+++ ТЕКСТ ДЛЯ ЧТЕНИЯ +++

Тимченко: Опять о неприятном. У Татьяны не прозвучал вопрос, но я попробую его озвучить. Маша обвиняла вас в цинизме и прагматизме, или Света, я уже не помню, кто.

Макеева: Я ни в чем никого не обвиняла.

Тимченко: То, что я наблюдала как раз во время мэрской кампании,  у меня сложилось ощущение, что люди не то, чтобы вас уж прямо сильно боятся, люди боятся той истерии, которая складывается вокруг вашего имени.

Навальный: А где она складывается?

Тимченко: Сейчас расскажу. Я провела небольшой опрос среди знакомых и выяснила, что … у меня просто один спрашивал: «Что такое Навальный?», я провела опрос, выяснила, что половина женщин хочет иметь детей, потому что видит, какие бывают, а половина мужчин видит ролевую модель. И на этом начинает выстраиваться небольшой вождистский культ «Навальный – наш президент», «Навальный – наш мэр», «Навальный – наше все», в конце концов. Табличка «сарказм» когда появится?

Навальный: Мне кажется, у  меня эта табличка постоянно в руках. Но вы поймите, это же логика избирательной кампании. Если вы посмотрите…

Тимченко: То есть это понарошку?

+++ ДАННЫЕ +++

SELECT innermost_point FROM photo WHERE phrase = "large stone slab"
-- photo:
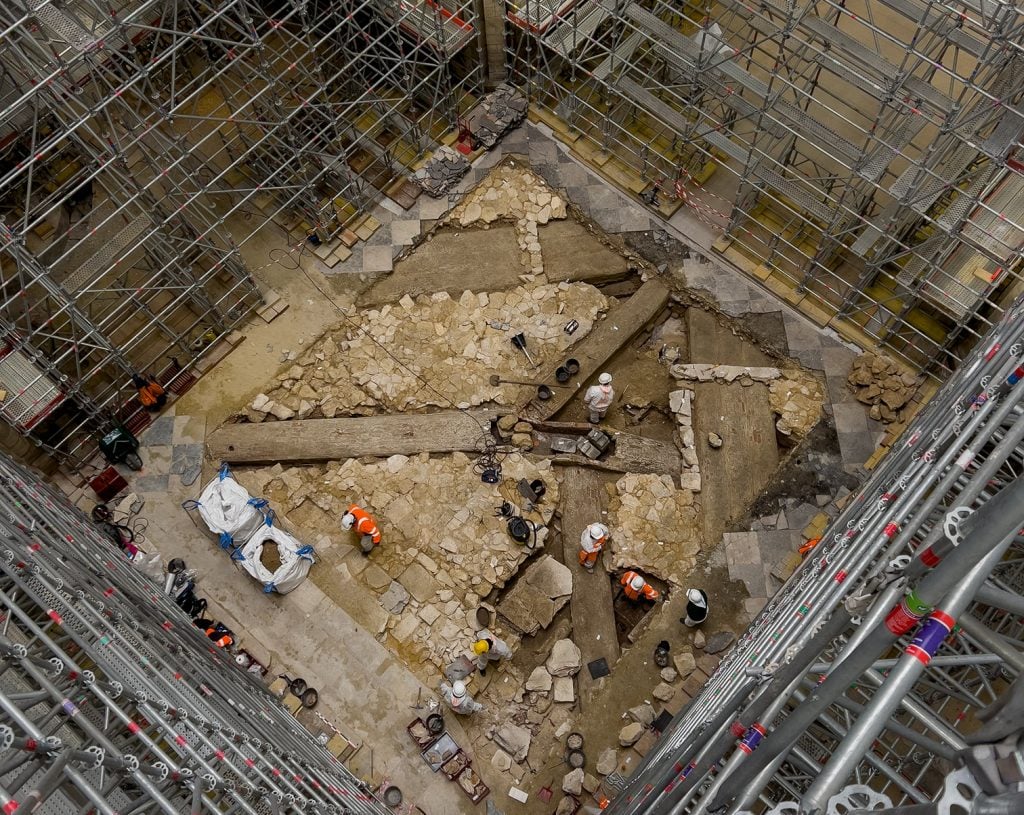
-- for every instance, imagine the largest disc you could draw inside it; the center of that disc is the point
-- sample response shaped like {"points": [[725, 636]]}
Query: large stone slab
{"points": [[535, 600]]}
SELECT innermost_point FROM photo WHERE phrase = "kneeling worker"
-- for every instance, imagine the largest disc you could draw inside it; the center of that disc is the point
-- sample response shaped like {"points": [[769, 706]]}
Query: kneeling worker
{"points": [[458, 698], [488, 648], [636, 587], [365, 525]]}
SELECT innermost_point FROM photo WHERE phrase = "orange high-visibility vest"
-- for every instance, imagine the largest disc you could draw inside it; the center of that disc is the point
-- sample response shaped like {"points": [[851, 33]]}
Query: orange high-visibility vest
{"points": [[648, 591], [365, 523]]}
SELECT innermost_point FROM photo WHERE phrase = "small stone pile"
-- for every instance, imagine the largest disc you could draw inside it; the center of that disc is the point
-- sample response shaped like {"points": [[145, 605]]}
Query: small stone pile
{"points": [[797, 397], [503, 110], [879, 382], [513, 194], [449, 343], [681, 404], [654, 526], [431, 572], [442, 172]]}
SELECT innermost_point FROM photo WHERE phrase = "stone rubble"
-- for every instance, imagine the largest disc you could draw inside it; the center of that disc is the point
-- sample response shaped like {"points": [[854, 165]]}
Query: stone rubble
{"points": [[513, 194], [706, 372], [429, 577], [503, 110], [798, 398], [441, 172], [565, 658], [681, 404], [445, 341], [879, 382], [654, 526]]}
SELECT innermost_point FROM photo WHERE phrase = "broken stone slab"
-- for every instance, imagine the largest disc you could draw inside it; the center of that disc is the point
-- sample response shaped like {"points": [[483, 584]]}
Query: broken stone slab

+++

* _ЗАДАНИЯ_:
**a)** Ответьте по отрывку беседы:
(i) Что Макеева сказала в ответ на слова об обвинении в цинизме и прагматизме?
(ii) Какая часть женщин, по итогам опроса Тимченко, хочет иметь детей?
(iii) Где, по словам Навального, у него постоянно находится табличка «сарказм»?
**b)** Отредактируйте отрывок беседы: перепишите его часть, начиная с «Тимченко: Сейчас расскажу.» и заканчивая «есть это понарошку?», и замените «избирательной кампании» на «предвыборной гонки».
**c)** Допишите отрывок беседы, продолжив его после последней реплики.

* _ОТВЕТЫ_:
**a)**
(i) Что она ни в чем никого не обвиняла.
(ii) Половина.
(iii) В руках.

**b)**
Тимченко: Сейчас расскажу. Я провела небольшой опрос среди знакомых и выяснила, что … у меня просто один спрашивал: «Что такое Навальный?», я провела опрос, выяснила, что половина женщин хочет иметь детей, потому что видит, какие бывают, а половина мужчин видит ролевую модель. И на этом начинает выстраиваться небольшой вождистский культ «Навальный – наш президент», «Навальный – наш мэр», «Навальный – наше все», в конце концов. Табличка «сарказм» когда появится?

Навальный: Мне кажется, у  меня эта табличка постоянно в руках. Но вы поймите, это же логика предвыборной гонки. Если вы посмотрите…

Тимченко: То есть это понарошку?

**c)**
Навальный: Понарошку про все на свете. Если вы посмотрите любую избирательную кампанию, возьмите Обаму, Керри, Россо Перо – всегда таблички, всегда портреты, это нормальная часть избирательной кампании. Естественно, значительная часть сторонников, которая активно вовлечена в нее, негативно реагируют на других кандидатов. Они постоянно в дискуссиях доказывают, что «наш кандидат самый лучший». Это правильно. Когда я был в партии «Яблоко», я точно так же ходил и с пеной у рта доказывал, что мой кандидат, моя партия самая лучшая. В этом заключается политическая…

Тимченко: Кампания закончилась.

Навальный:  Кампания закончилась на выборы мэра Москвы. Будет другая кампания. Мы же понимаем, что сейчас мы фактически ведем перманентную политическую кампанию, потому что выборы…

Тимченко: Присутствие Навального будет нарастать и достигнет, наконец, присутствия Путина? Правильно я понимаю?

Навальный: Информационное поле, друзья мои, извините, вы формируете ваше информационное поле. Я к вашему информационному полю отношения не имею и никак…

Макеева: Вы в нем сейчас.

Навальный: Я сейчас нахожусь в нем, вы меня пустили сюда, но это же вы делаете это информационное поле. Поэтому я… если вы придете ко мне в штаб, действующий сейчас, или приходили раньше, вы бы увидели и увидите сейчас замечательную атмосферу, где все действуют абсолютно на равных. Я в избирательной кампании работал точно так же, как обычный активист. Я ходил, проводил встречи с избирателями, я на равных со всеми участвовал в летучках. Это один из важнейших принципов – что мы делаем все вместе. Я один точно такой же, как все. Но того, что везде есть фотографии, таблички – это избирательная кампания.  В ней положено иметь таблички и фотографии.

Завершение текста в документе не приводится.